── Document segment

Feed on me
You know I’m never far
I’ve been struggling against my submissive side again. There is a piece of me, after all the abuse, that still sees it as a weakness. That isn’t true. I know that.
I still think about Jason. He still appears in my dreams. Let’s be clear, I am not still in love with him. He was the first one I ever felt submissive towards. I think there is always a little piece of me that will remember.
I was that desperate little girl who would answer his angry, drunken phone calls at 3 AM just because I needed to know he was alive. It didn’t matter that he had ended everything only a few weeks before. My therapist told me to ignore him so I ignored her instead and let him rip me apart.
I don’t think that you see
Exactly what you’re doing to me
I have met other Dominant men. However after Jason, I forced myself into the vanilla world and ended up with a man who threatened to kill me at least once a week. Then I found Derek. I wasn’t attracted to him but he was a Dom and we seemed to agree on a lot. Derek wanted a slave and I am not a slave.
Derek tried so hard to turn me into something I did not want to be. I wanted to submit and be a “good girl” because it had been so long. He bought me a butt plug and a collar and forced them on to me. As you can imagine, it too crashed.
Give me a reason to burn this house down
I wish you would
There is so much more to these two, especially Jason, and in time I will expand. The song I have inserted throughout this post popped into my Spotify playlist and it made me want to write.
But what do these mini-stories have to do with weakness? As they continue to beat down on my sense of self-worth, I began to see myself as weak. I associated my submission with weakness when in reality I believe it shows great strength to surrender to someone like that.
Today is one of those days where I still see the weakness in the mirror. I know that the sun is on the horizon, but it certainly doesn’t feel like it.
Lyrics from the song Give Me A Reason by Three Days Grace.

────
── Given entries

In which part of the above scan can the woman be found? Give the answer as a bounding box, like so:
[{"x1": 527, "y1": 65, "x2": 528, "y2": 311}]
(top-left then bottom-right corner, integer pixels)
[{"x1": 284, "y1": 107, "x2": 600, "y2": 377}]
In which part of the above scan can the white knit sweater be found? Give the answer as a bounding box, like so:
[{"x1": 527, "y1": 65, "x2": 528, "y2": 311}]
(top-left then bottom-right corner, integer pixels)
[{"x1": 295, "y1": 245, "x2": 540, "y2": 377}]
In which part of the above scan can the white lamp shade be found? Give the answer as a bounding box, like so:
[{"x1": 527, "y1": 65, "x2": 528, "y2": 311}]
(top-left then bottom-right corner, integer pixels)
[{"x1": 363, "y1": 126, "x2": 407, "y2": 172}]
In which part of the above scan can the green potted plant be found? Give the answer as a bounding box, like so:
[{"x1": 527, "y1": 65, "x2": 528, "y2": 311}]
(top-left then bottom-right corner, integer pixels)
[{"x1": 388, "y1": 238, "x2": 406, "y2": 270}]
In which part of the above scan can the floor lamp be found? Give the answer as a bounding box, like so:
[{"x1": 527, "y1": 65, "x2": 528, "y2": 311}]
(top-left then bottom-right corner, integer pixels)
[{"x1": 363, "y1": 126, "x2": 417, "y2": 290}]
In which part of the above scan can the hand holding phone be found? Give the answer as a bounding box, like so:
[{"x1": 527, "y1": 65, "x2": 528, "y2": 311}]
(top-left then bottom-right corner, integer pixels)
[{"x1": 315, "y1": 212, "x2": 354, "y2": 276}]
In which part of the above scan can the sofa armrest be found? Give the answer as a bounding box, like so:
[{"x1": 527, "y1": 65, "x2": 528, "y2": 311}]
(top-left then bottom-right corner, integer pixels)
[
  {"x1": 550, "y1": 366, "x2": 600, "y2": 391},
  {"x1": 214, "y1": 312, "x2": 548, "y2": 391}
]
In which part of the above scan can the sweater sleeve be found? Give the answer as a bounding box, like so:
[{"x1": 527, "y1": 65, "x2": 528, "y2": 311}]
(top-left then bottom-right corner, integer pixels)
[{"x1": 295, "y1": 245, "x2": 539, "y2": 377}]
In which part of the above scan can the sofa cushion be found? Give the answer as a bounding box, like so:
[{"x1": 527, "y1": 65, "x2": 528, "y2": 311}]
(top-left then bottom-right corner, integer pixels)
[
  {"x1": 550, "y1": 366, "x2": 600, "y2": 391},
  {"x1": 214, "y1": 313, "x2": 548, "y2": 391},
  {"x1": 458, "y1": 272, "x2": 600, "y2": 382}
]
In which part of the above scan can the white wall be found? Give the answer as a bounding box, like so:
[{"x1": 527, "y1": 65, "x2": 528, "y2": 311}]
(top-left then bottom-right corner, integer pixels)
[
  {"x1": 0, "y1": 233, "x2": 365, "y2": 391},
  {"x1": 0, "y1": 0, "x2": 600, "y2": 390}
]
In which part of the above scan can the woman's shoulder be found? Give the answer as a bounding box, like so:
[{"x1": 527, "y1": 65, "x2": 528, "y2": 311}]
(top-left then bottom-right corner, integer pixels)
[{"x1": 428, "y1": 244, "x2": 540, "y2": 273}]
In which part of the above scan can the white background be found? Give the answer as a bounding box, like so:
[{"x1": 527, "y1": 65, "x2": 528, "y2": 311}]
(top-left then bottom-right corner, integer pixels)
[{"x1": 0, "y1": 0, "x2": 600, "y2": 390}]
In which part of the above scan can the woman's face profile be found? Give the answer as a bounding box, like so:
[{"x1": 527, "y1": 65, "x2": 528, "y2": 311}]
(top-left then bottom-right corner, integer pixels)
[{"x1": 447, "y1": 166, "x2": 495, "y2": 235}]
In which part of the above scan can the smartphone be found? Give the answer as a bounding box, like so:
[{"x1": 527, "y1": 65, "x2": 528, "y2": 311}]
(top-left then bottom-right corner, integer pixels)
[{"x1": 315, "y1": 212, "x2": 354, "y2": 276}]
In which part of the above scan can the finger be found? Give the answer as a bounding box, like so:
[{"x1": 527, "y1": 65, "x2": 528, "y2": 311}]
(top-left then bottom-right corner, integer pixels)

────

Work request 1.
Answer these questions from the post:
(a) At what hour did Jason's angry, drunken phone calls come?
(b) According to the post, what did Derek want?
(c) Which band performs the song whose lyrics appear in the post?
Work request 2.
Echo the stretch of the post from "I was that desperate" through "rip me apart.".

Expected output 1.
(a) 3 AM
(b) A slave
(c) Three Days Grace

Expected output 2.
I was that desperate little girl who would answer his angry, drunken phone calls at 3 AM just because I needed to know he was alive. It didn’t matter that he had ended everything only a few weeks before. My therapist told me to ignore him so I ignored her instead and let him rip me apart.